### Directive
Set out every line of the items below as a Markdown table with two columns, No. and Text, giving each line its row number and skipping blank lines.

++++++++++++++++++++

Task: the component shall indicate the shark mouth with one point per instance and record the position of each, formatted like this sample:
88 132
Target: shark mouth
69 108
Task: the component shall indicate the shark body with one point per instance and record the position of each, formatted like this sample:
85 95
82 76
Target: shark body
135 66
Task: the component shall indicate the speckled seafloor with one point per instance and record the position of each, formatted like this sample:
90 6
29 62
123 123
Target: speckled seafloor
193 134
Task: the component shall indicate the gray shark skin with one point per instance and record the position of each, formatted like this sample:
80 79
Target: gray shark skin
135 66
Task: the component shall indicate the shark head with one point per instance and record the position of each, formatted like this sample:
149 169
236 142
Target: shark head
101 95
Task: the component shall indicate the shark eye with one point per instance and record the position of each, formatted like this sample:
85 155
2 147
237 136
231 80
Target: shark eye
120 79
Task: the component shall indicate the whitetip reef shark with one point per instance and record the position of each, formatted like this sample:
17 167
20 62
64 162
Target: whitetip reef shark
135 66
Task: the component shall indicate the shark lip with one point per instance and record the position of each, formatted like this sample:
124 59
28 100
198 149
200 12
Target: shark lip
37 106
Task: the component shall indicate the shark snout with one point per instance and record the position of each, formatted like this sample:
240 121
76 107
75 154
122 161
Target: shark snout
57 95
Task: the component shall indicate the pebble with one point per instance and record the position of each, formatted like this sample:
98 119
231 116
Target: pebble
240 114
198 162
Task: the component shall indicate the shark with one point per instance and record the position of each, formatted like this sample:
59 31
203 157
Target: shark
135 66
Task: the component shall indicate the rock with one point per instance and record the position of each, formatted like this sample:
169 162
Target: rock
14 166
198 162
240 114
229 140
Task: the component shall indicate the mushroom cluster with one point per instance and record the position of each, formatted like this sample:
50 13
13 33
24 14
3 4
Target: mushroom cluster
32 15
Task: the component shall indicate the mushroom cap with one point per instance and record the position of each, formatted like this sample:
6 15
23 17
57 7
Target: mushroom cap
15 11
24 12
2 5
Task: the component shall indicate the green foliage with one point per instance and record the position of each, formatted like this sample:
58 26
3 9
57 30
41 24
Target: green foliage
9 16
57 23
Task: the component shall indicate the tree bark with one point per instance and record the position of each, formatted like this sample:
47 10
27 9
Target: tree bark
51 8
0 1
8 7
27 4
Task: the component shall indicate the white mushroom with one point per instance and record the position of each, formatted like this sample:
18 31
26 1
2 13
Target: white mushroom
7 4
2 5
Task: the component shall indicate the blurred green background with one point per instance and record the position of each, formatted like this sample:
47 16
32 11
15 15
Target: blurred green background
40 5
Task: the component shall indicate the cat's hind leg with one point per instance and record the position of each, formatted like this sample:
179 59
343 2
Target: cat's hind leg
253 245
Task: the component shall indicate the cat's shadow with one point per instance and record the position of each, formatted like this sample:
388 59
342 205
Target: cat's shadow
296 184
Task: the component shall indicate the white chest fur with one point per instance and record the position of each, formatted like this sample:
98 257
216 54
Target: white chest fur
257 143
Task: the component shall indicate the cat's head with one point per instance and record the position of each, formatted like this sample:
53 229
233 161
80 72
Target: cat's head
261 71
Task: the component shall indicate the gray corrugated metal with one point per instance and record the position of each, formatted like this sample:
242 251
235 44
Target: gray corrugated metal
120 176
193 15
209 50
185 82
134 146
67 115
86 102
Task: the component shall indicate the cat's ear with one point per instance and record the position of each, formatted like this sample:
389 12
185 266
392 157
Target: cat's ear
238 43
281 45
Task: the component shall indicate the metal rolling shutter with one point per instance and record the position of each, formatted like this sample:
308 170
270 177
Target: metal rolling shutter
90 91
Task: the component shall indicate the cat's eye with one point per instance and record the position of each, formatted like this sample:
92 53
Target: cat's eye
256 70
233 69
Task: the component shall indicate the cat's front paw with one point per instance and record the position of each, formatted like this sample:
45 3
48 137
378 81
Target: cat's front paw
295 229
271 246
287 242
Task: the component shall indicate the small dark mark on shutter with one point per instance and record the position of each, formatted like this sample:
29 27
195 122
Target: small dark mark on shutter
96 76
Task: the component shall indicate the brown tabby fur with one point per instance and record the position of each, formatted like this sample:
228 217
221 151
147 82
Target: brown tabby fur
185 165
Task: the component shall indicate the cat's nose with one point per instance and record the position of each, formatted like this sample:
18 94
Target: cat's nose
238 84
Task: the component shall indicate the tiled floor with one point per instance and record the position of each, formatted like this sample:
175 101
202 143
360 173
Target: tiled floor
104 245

++++++++++++++++++++

### Expected output
| No. | Text |
|---|---|
| 1 | Task: the component shall indicate the shark mouth with one point per instance and record the position of each, formatted like this sample: |
| 2 | 88 132 |
| 3 | Target: shark mouth |
| 4 | 69 108 |
| 5 | Task: the component shall indicate the shark body with one point per instance and record the position of each, formatted like this sample: |
| 6 | 85 95 |
| 7 | 82 76 |
| 8 | Target: shark body |
| 9 | 135 66 |
| 10 | Task: the component shall indicate the speckled seafloor with one point per instance and record the position of each, formatted like this sample: |
| 11 | 90 6 |
| 12 | 29 62 |
| 13 | 123 123 |
| 14 | Target: speckled seafloor |
| 15 | 193 134 |
| 16 | Task: the component shall indicate the gray shark skin with one point per instance and record the position of each, formatted like this sample: |
| 17 | 80 79 |
| 18 | Target: gray shark skin |
| 19 | 135 66 |
| 20 | Task: the component shall indicate the shark head with one point per instance and record the position of each, formatted like this sample: |
| 21 | 149 169 |
| 22 | 236 142 |
| 23 | Target: shark head |
| 24 | 101 95 |
| 25 | Task: the component shall indicate the shark eye with one point per instance and record the position of each, formatted like this sample: |
| 26 | 85 155 |
| 27 | 2 147 |
| 28 | 237 136 |
| 29 | 231 80 |
| 30 | Target: shark eye |
| 31 | 120 79 |
| 32 | Task: the component shall indicate the whitetip reef shark with one point per instance and record the position of each, formatted like this sample: |
| 33 | 17 167 |
| 34 | 20 62 |
| 35 | 64 162 |
| 36 | Target: whitetip reef shark |
| 37 | 135 66 |
| 38 | Task: the component shall indicate the shark lip with one point per instance and record the position of each, formatted like this sample: |
| 39 | 124 59 |
| 40 | 28 100 |
| 41 | 198 149 |
| 42 | 200 12 |
| 43 | Target: shark lip |
| 44 | 37 106 |
| 45 | Task: the component shall indicate the shark snout with one point per instance and record the position of each, formatted like this sample: |
| 46 | 240 121 |
| 47 | 76 107 |
| 48 | 75 154 |
| 49 | 122 161 |
| 50 | Target: shark snout |
| 51 | 57 95 |
| 52 | Task: the component shall indicate the pebble with one point per instance and record the position of each, formatted like this sample: |
| 53 | 98 119 |
| 54 | 231 116 |
| 55 | Target: pebble |
| 56 | 240 114 |
| 57 | 198 162 |
| 58 | Task: the component shall indicate the shark with one point per instance and record the position of each, formatted like this sample: |
| 59 | 59 31 |
| 60 | 203 157 |
| 61 | Target: shark |
| 62 | 135 66 |
| 63 | Task: the component shall indicate the rock with one point per instance and record the position of each, formatted like this sample: |
| 64 | 169 162 |
| 65 | Target: rock |
| 66 | 14 166 |
| 67 | 198 162 |
| 68 | 240 114 |
| 69 | 229 140 |
| 70 | Task: the component shall indicate the mushroom cluster with one point per instance and record the position of each, formatted like this sample: |
| 71 | 50 13 |
| 72 | 13 33 |
| 73 | 24 14 |
| 74 | 3 4 |
| 75 | Target: mushroom cluster |
| 76 | 32 15 |
| 77 | Task: the component shall indicate the mushroom cap with one point per instance and record the position of each, formatted like this sample: |
| 78 | 6 15 |
| 79 | 23 17 |
| 80 | 57 7 |
| 81 | Target: mushroom cap |
| 82 | 15 11 |
| 83 | 24 12 |
| 84 | 2 5 |
| 85 | Task: the component shall indicate the green foliage with one point per instance and record the position of each, formatted like this sample: |
| 86 | 58 26 |
| 87 | 3 9 |
| 88 | 57 30 |
| 89 | 41 24 |
| 90 | Target: green foliage |
| 91 | 9 16 |
| 92 | 57 23 |
| 93 | Task: the component shall indicate the tree bark with one point per instance and record the position of each, formatted like this sample: |
| 94 | 47 10 |
| 95 | 27 9 |
| 96 | Target: tree bark |
| 97 | 51 8 |
| 98 | 0 1 |
| 99 | 8 7 |
| 100 | 27 4 |
| 101 | Task: the component shall indicate the white mushroom with one point per instance and record the position of each, formatted like this sample: |
| 102 | 18 31 |
| 103 | 26 1 |
| 104 | 2 13 |
| 105 | Target: white mushroom |
| 106 | 7 4 |
| 107 | 2 5 |
| 108 | Task: the component shall indicate the blurred green background with one point per instance and record the position of each, formatted like this sample: |
| 109 | 47 16 |
| 110 | 32 11 |
| 111 | 15 15 |
| 112 | Target: blurred green background |
| 113 | 40 5 |
| 114 | Task: the component shall indicate the cat's hind leg with one point per instance and record the position of each, formatted like this sample: |
| 115 | 179 59 |
| 116 | 343 2 |
| 117 | Target: cat's hind leg |
| 118 | 253 245 |
| 119 | Task: the component shall indicate the cat's shadow with one point per instance and record the position of each, formatted like this sample: |
| 120 | 388 59 |
| 121 | 342 205 |
| 122 | Target: cat's shadow |
| 123 | 296 184 |
| 124 | Task: the component shall indicate the white chest fur with one point per instance and record the position of each, formatted like this sample: |
| 125 | 98 257 |
| 126 | 216 54 |
| 127 | Target: white chest fur |
| 128 | 257 143 |
| 129 | Task: the component shall indicate the cat's head with one point per instance and record the position of each, formatted like this sample: |
| 130 | 53 229 |
| 131 | 233 161 |
| 132 | 80 72 |
| 133 | Target: cat's head |
| 134 | 261 71 |
| 135 | Task: the component shall indicate the gray corrugated metal with one point per instance and record the position of each, formatted like this sample: |
| 136 | 242 251 |
| 137 | 235 44 |
| 138 | Target: gray corrugated metal |
| 139 | 120 176 |
| 140 | 193 15 |
| 141 | 209 50 |
| 142 | 185 82 |
| 143 | 134 146 |
| 144 | 67 115 |
| 145 | 86 102 |
| 146 | Task: the component shall indicate the cat's ear with one point per instance and record the position of each, formatted like this sample: |
| 147 | 389 12 |
| 148 | 185 266 |
| 149 | 392 157 |
| 150 | Target: cat's ear |
| 151 | 238 43 |
| 152 | 281 45 |
| 153 | Task: the component shall indicate the metal rolling shutter with one point per instance and record the position of each, formatted like this sample: |
| 154 | 308 170 |
| 155 | 270 177 |
| 156 | Target: metal rolling shutter |
| 157 | 90 91 |
| 158 | Task: the component shall indicate the cat's eye with one point per instance and record the position of each, formatted like this sample: |
| 159 | 92 53 |
| 160 | Target: cat's eye |
| 161 | 256 70 |
| 162 | 233 69 |
| 163 | Task: the component shall indicate the cat's front paw with one point per instance and record the position of each, formatted like this sample: |
| 164 | 45 3 |
| 165 | 48 137 |
| 166 | 378 81 |
| 167 | Target: cat's front paw |
| 168 | 295 229 |
| 169 | 271 246 |
| 170 | 287 242 |
| 171 | Task: the component shall indicate the small dark mark on shutter with one point per instance and record the position of each, formatted like this sample: |
| 172 | 29 27 |
| 173 | 195 122 |
| 174 | Target: small dark mark on shutter |
| 175 | 96 76 |
| 176 | Task: the component shall indicate the brown tabby fur with one point per instance and record the position of each, formatted like this sample: |
| 177 | 228 217 |
| 178 | 221 151 |
| 179 | 147 82 |
| 180 | Target: brown tabby fur |
| 181 | 185 165 |
| 182 | Task: the component shall indicate the cat's nose with one point per instance and record the position of each, formatted like this sample: |
| 183 | 18 94 |
| 184 | Target: cat's nose |
| 185 | 238 84 |
| 186 | Task: the component shall indicate the tiled floor with one point per instance and record the position of each, formatted like this sample: |
| 187 | 175 101 |
| 188 | 202 143 |
| 189 | 360 173 |
| 190 | Target: tiled floor |
| 191 | 104 245 |